[Stored items from a collection]
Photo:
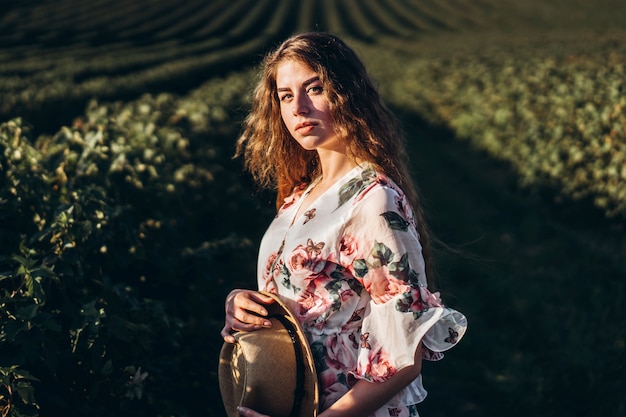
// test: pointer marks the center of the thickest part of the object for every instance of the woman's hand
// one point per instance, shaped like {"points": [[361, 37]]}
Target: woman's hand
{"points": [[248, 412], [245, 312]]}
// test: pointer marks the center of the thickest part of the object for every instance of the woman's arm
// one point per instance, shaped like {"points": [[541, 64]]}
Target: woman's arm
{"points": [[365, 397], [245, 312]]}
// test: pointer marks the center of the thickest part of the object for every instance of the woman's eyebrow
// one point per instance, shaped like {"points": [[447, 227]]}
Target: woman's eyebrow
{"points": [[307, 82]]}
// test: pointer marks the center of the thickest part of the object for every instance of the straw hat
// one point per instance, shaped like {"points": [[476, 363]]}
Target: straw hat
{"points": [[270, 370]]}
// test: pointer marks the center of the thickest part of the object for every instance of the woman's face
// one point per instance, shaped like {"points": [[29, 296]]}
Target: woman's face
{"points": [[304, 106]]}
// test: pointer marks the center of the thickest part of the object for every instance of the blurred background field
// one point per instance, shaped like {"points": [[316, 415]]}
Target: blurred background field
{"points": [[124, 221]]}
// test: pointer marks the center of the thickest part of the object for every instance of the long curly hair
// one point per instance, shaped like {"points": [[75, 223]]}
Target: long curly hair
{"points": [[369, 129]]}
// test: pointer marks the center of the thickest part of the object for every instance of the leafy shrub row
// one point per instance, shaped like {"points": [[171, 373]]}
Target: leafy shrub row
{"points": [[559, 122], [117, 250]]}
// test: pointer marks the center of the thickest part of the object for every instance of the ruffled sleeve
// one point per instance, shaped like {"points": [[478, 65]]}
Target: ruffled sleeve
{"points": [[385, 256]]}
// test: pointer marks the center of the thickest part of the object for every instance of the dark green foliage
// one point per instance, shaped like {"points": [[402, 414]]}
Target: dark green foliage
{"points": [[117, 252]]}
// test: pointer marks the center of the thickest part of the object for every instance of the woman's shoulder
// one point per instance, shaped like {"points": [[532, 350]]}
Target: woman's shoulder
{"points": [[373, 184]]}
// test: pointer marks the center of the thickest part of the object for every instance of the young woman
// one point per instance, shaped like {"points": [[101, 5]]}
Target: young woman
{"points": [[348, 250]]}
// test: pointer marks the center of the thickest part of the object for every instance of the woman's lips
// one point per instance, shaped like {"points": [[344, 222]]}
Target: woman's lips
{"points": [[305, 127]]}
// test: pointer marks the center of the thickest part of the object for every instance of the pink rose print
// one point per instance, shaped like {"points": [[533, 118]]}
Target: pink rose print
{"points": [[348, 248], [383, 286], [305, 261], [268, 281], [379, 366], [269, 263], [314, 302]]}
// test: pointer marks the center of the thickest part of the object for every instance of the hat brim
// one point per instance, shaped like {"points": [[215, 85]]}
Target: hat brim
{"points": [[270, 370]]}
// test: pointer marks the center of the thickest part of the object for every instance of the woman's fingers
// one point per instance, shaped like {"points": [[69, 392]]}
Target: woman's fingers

...

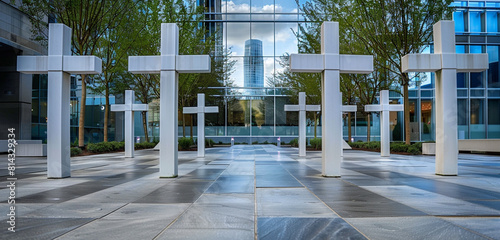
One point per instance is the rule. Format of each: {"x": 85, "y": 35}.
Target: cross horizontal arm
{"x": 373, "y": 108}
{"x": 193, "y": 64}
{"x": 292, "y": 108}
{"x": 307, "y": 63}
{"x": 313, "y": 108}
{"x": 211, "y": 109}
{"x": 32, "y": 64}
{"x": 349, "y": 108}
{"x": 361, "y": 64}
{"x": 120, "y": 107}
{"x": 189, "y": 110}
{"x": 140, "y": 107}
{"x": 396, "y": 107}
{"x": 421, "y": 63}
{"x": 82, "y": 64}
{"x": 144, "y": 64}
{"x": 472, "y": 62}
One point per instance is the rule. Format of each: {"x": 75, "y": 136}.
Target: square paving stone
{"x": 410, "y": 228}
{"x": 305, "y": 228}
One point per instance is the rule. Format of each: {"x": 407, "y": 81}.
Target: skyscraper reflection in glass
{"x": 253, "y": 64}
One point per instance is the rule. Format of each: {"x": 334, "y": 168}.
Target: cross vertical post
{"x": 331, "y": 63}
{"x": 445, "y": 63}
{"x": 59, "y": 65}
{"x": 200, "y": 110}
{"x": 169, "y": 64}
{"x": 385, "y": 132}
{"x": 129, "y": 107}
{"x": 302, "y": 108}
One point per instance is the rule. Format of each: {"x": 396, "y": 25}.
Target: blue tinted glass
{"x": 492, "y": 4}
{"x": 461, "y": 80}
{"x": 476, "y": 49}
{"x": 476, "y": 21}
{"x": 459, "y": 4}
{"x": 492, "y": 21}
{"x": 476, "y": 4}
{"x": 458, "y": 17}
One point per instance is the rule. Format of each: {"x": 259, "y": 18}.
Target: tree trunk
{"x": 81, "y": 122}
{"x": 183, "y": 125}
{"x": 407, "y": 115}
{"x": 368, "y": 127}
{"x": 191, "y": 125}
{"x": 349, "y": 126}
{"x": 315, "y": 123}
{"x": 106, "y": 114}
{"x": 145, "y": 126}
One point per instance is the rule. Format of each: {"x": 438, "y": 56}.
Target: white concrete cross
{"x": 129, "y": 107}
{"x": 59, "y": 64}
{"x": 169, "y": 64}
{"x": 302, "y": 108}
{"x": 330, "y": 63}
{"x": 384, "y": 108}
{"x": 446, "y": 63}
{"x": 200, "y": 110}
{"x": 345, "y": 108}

■ TO DO ■
For the lines above, output exactly those from the line containing "the hat brim" through the line containing "Target: woman's fingers", and skip the others.

■ RESULT OF THE EXERCISE ■
// test: pointer marks the center of the thickest part of the object for every instance of the hat brim
// one point per instance, shaped like {"points": [[215, 85]]}
Target: hat brim
{"points": [[270, 370]]}
// test: pointer marks the center of the thickest part of the object for every instance of the woman's fingers
// one point per instance, shaped like {"points": [[69, 392]]}
Target: woman's fingers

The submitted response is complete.